What is required >> Exactly the lines from the one that holds "beam and report the pixel coordinates." to the end of the data below: retype these and nothing else.

(Stored items from a collection)
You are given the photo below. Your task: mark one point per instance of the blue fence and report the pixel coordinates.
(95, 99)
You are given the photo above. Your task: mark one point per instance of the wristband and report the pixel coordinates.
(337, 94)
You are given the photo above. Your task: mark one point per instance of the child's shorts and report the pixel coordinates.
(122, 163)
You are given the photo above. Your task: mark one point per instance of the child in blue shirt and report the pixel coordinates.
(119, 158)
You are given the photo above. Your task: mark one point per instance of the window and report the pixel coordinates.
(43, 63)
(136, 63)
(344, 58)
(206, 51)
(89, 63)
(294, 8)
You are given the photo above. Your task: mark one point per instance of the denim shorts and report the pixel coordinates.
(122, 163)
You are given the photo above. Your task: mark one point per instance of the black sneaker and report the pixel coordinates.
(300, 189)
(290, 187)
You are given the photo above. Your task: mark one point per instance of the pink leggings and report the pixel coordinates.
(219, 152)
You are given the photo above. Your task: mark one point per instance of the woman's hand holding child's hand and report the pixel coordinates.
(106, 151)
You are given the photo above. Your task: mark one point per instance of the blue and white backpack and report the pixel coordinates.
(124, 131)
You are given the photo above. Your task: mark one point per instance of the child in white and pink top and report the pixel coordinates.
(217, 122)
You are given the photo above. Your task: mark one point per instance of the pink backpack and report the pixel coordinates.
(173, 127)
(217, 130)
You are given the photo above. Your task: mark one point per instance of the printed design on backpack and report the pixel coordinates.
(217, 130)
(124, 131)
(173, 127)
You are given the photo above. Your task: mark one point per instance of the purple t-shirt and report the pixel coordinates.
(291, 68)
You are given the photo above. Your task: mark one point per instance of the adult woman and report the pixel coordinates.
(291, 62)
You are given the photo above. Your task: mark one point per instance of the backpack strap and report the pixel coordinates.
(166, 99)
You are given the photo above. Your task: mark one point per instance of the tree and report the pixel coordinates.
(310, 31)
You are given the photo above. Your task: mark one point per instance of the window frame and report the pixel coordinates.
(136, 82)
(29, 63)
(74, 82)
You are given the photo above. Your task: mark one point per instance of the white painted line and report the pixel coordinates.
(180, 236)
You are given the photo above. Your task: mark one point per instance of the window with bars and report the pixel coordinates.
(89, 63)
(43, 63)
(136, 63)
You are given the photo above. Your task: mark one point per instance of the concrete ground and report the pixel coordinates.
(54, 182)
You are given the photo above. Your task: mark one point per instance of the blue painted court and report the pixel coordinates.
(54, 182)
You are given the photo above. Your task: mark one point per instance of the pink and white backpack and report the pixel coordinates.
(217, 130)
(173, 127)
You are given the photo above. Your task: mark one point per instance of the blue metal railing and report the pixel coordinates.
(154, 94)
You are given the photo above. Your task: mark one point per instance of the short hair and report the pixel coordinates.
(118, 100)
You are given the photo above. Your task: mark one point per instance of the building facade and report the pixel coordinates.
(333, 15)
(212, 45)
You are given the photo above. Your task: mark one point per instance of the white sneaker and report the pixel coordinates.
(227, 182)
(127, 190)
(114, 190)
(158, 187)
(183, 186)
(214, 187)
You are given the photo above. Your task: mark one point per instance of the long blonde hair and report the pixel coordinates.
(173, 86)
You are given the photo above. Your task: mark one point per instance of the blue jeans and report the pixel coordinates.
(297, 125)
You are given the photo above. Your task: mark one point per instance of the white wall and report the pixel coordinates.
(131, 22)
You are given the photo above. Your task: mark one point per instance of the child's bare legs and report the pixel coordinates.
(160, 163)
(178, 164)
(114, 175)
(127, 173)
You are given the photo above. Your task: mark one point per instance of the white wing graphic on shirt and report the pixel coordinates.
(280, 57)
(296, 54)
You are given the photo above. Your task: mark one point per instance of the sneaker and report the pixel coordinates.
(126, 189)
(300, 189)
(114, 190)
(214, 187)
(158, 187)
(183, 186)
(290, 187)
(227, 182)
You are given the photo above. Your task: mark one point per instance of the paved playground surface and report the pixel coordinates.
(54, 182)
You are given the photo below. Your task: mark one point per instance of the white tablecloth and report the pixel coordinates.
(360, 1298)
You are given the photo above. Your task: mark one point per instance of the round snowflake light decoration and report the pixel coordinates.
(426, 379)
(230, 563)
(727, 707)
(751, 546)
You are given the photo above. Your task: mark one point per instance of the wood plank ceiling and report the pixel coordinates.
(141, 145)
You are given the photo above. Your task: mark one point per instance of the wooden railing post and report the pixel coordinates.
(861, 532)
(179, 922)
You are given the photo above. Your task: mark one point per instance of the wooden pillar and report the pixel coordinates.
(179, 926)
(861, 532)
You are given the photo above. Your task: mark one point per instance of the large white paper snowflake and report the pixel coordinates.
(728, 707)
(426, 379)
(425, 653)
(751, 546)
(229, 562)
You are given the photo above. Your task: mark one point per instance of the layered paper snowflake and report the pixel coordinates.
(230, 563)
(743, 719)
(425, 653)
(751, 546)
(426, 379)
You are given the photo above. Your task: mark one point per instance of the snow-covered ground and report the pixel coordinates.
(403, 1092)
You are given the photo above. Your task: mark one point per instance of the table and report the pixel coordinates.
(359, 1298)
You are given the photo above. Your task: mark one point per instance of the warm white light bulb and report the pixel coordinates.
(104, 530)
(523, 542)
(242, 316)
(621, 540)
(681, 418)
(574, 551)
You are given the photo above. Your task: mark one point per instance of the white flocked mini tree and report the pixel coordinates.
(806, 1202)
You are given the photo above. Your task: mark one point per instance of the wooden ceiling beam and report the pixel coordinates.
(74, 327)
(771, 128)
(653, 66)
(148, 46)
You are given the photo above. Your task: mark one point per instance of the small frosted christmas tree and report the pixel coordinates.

Answer space >>
You are given the photo above. Your task: mark one point per instance of the wooden ceiling beam and report the pixel coordinates.
(74, 327)
(771, 128)
(653, 66)
(148, 46)
You are given the photo above. Your task: mark one point per instance of the small frosted christmas tree and report the pixel coordinates.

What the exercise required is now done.